Republika kemudian menyambangi Blok 43 Lantai 1 untuk berbincang dengan penghuninya, Ibu Jalal (69 tahun). Perempuan yang memiliki nama asli Sarning tersebut ketika itu sedang duduk santai di depan rumahnya berukuran 36 meter persegi tersebut. Dia menuturkan, adanya instalasi pipa gas yang terpasang di rumahnya, membuatnya dan suami tidak perlu repot memasak. Dia mengaku senang dengan adanya mesin pencatat penggunaan gas bumi, yang membuatnya bisa mengontrol pemakaiannya.
Dia cukup membayarnya melalui ATM atau mendatangi bank. Dengan mekanisme seperti itu, ia merasa sebagai konsumen memiliki tanggung jawab untuk membayar tagihan tepat waktu. “Saya terima kasih sekali, soalnya sebulan gak sampai banyak bayarnya. Kan hanya meteran, jadi tergantung gimana pemakaian. Murah sebetulnya dari pada gas yang tabung, aman lagi,” ujar Sarning.
Dia menjelaskan, untuk keperluan memasak hanya perlu membayar sebesar Rp 35 ribu dalam setiap bulannya. Namun, sambung dia, pengeluarannya bakal meningkat ketika datang momen Hari Besar Agama Islam, lantaran ia harus memasak ketupat, opor ayam, rendang, dan makanan lainnya. Sementara, dalam pemakaian sehari-hari, ia hanya menggunakan gas bumi untuk memasak sayur-mayur dan lauk pauk seperti warga pada umumnya.
Sarning menjelaskan, ia sudah menjadi pelanggan gas bumi selama 35 tahun atau sejak rusun itu dibangun. Selama itu pula, ia memuji, kualitas layanan instalasi gas belum pernah ada kendala. Karena itu, ia tidak pernah mengajukan keluhan terkait layanan kepada PT PGN. Hanya saja, kata dia, di blok sebelah pernah ada kejadian terjadi kebocoran gas dari saluran pipa sehingga menimbulkan bau tak sedap. “Namun, petugas langsung datang memperbaiki. Jadi, kalau mati langsung dikasih tahu, kemudian diumumkan untuk diperbaiki. Jadi, cuma pernah sekali itu saja,” ujar warga asal Sukabumi itu.
Sarning mencatat, ada sekitar 960 kepala keluarga (KK) yang tinggal di RSTA menjadi pelanggan tetap gas bumi. Sepengetahuannya, fasilitas gas tanpa subsidi tersebut sangat bermanfaaat bagi semua warga penghuni rusun. “Intinya kalau gas bumi ini gak bakalan ada kebakaran. Meledak juga gak, soalnya kan pakai meteran. Gak usah ngangkat-ngangkat tabung juga. sementara kalau gas tabung, kalau mau masak tengah malam dan gasnya habis, pasti gak bisa memasak. Kalau ini tinggal ceklekin, ya sudah nyala,” ucapnya.
Penghuni Blok 33 Lantai 3 Nomor 1, Agus Jurex (44) juga mengatakan hal senada. Dia merasa aman dan efisien dengan menikmati gas bumi tersebut. Hanya satu catatan yang ingin disampaikannya kepada PT PGN, yaitu soal kebijakan membayar uang jaminan sekitar Rp 300 ribu yang diberlakukan sejak tiga bulan lalu.
_ _ _
YANG HARUS DIKERJAKAN →
1 – Jelaskan dalam satu sampai tiga kalimat mengapa pengeluaran gas Sarning bertambah pada Hari Besar Agama Islam menurut bacaan.
2 – Cetak bagian bacaan di antara "Sarning menjelaskan, ia" dan "asal Sukabumi itu.", termasuk kedua bagian itu.
3 – Tentukan apakah tiap pernyataan berikut sesuai dengan bacaan, lalu jawab ya atau tidak dan kutip kata-kata penentunya persis dari bacaan: (a) Sarning sudah menjadi pelanggan gas bumi selama 35 tahun. (b) Sarning pernah mengajukan keluhan tentang layanan kepada PT PGN. (c) Agus Jurex tinggal di Blok 43 Lantai 1.

INFORMASI YANG DITAMPILKAN →
_ _ _
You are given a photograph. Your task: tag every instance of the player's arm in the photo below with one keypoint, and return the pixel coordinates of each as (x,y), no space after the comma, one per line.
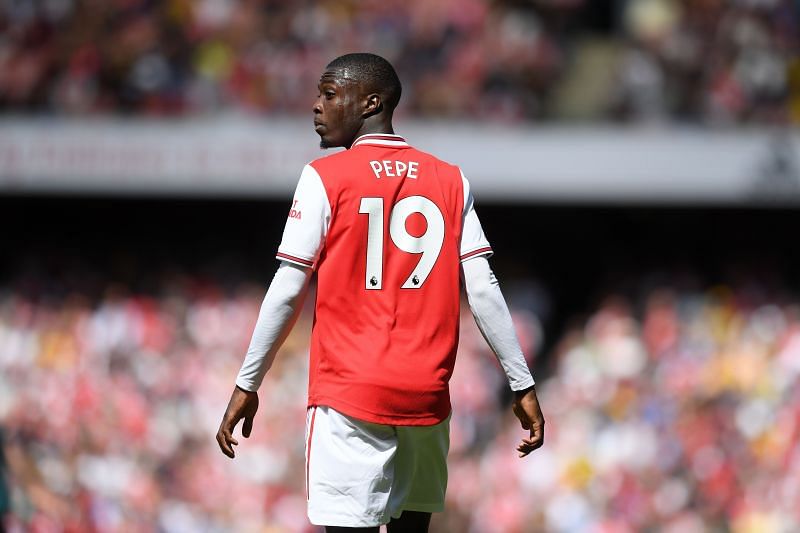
(278,314)
(494,321)
(303,236)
_ _ _
JAWABAN TIAP TUGAS →
1 – Pada Hari Besar Agama Islam, Sarning harus memasak ketupat, opor ayam, rendang, dan makanan lainnya. Karena itu pengeluarannya bertambah. Pada hari biasa ia hanya memakai gas bumi untuk memasak sayur-mayur dan lauk pauk.

2 –
Sarning menjelaskan, ia sudah menjadi pelanggan gas bumi selama 35 tahun atau sejak rusun itu dibangun. Selama itu pula, ia memuji, kualitas layanan instalasi gas belum pernah ada kendala. Karena itu, ia tidak pernah mengajukan keluhan terkait layanan kepada PT PGN. Hanya saja, kata dia, di blok sebelah pernah ada kejadian terjadi kebocoran gas dari saluran pipa sehingga menimbulkan bau tak sedap. “Namun, petugas langsung datang memperbaiki. Jadi, kalau mati langsung dikasih tahu, kemudian diumumkan untuk diperbaiki. Jadi, cuma pernah sekali itu saja,” ujar warga asal Sukabumi itu.

3 –
(a) Ya: "ia sudah menjadi pelanggan gas bumi selama 35 tahun"
(b) Tidak: "ia tidak pernah mengajukan keluhan terkait layanan kepada PT PGN"
(c) Tidak: "Penghuni Blok 33 Lantai 3 Nomor 1, Agus Jurex (44)"